* Exercise goal
Filter the records below, copying out every line that contains the string "earring". Matching is case-sensitive.
---------- Dataset records
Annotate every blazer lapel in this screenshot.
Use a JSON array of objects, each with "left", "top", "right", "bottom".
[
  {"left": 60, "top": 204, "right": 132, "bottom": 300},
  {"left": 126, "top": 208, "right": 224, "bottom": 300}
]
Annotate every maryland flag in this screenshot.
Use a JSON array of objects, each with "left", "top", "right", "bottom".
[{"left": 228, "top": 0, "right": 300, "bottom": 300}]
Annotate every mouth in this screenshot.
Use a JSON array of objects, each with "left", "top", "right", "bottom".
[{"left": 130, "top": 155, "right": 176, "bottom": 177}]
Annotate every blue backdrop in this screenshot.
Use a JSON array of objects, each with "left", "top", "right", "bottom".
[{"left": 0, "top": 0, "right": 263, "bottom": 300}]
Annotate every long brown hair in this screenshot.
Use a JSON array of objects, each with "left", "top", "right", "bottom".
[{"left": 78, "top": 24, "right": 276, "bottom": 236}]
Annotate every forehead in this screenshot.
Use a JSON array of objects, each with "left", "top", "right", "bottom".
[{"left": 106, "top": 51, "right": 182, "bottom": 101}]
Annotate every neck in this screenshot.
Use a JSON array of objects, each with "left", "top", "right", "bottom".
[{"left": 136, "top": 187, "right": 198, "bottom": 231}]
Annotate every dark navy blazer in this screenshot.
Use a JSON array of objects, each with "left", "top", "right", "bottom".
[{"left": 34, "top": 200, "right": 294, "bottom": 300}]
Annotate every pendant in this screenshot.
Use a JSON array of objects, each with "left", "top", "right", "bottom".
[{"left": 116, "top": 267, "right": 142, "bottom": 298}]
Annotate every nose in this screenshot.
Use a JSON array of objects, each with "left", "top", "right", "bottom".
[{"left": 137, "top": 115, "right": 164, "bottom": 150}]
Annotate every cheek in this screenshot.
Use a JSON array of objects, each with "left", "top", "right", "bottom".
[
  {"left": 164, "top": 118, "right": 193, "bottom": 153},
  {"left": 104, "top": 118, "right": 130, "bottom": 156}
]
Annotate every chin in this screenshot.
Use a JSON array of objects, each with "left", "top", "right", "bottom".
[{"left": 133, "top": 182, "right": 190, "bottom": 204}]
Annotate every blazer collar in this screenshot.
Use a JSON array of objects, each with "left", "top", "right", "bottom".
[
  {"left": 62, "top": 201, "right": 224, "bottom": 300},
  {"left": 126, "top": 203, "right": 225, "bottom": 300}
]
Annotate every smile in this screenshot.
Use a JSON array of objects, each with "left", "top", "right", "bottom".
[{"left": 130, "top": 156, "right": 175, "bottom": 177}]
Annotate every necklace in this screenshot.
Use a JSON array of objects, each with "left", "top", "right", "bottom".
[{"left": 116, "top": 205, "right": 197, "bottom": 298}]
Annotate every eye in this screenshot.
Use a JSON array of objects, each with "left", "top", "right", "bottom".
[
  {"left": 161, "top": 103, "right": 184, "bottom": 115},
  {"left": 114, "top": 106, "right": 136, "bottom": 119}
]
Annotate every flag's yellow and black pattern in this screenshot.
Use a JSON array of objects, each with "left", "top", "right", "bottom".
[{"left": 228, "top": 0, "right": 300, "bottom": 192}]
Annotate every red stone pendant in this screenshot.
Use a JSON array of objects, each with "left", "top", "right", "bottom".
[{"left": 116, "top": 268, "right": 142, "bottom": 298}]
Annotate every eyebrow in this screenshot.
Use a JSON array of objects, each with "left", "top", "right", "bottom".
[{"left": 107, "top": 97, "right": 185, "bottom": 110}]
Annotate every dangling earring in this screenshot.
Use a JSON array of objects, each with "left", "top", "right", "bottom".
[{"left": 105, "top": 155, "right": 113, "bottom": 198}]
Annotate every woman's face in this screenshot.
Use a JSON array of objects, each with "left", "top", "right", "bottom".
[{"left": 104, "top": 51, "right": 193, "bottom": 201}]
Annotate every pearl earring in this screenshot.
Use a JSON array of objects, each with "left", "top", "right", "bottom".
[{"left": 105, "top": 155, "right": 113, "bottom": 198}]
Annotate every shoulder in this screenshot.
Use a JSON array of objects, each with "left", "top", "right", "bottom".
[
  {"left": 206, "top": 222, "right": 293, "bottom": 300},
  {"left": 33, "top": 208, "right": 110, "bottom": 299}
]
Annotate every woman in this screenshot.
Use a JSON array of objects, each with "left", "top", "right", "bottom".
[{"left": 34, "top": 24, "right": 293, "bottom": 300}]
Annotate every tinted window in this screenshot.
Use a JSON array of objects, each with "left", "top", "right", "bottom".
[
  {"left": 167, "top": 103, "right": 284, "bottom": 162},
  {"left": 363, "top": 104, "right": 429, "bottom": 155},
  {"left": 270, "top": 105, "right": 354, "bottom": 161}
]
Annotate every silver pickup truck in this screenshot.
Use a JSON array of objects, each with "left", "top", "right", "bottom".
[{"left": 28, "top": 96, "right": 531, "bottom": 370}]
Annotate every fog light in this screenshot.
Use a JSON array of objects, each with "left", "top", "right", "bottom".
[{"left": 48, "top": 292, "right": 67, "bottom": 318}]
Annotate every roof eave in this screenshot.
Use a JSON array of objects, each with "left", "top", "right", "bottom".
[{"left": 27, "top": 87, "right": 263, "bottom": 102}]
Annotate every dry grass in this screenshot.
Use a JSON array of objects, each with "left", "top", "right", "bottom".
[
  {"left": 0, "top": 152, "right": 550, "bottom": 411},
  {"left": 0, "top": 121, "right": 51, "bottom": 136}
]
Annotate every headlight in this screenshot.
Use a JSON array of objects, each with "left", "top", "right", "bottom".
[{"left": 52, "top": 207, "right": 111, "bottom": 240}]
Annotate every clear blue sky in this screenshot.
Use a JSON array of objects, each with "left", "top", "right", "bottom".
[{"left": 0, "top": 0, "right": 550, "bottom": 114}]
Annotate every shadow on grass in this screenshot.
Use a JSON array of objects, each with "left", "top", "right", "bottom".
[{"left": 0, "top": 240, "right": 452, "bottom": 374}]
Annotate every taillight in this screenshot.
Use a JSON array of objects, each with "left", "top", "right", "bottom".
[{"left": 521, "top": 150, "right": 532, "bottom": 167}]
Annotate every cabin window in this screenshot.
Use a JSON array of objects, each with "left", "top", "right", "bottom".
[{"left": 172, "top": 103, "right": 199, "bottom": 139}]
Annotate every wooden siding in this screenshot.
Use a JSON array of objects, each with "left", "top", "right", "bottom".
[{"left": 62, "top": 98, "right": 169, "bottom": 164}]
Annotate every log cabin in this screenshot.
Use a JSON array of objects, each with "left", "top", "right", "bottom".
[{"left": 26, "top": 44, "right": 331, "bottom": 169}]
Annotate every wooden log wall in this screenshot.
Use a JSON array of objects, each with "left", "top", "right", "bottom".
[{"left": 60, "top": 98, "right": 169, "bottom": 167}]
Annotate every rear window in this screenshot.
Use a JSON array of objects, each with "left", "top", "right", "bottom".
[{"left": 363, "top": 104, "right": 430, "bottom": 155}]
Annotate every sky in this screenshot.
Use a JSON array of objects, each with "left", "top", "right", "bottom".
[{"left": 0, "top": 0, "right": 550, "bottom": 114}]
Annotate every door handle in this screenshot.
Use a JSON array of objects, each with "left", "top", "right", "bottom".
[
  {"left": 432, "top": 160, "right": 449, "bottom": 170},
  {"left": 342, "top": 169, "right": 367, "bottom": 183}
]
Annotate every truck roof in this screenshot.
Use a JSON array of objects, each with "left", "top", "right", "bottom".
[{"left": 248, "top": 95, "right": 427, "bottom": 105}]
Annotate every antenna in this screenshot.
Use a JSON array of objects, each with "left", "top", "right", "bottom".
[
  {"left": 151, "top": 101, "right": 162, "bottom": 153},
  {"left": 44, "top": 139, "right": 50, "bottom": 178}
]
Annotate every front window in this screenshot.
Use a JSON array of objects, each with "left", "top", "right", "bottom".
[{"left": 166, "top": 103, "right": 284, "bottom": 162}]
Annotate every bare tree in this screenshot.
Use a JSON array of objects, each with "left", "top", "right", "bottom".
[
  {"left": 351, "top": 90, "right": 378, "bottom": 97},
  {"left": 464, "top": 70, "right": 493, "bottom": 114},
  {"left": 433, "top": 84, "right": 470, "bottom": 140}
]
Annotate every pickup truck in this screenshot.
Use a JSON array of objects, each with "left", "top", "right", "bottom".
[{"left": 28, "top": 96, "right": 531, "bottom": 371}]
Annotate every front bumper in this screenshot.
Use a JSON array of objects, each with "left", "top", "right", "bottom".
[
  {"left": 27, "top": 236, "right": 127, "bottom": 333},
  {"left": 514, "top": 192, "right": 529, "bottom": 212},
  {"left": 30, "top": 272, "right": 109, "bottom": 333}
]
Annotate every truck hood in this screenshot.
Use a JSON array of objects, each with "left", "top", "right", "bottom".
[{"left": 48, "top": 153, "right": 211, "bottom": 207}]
--------------------
* Finished answer
Annotate every dangling earring in this screenshot.
Annotate every pearl earring in this screenshot.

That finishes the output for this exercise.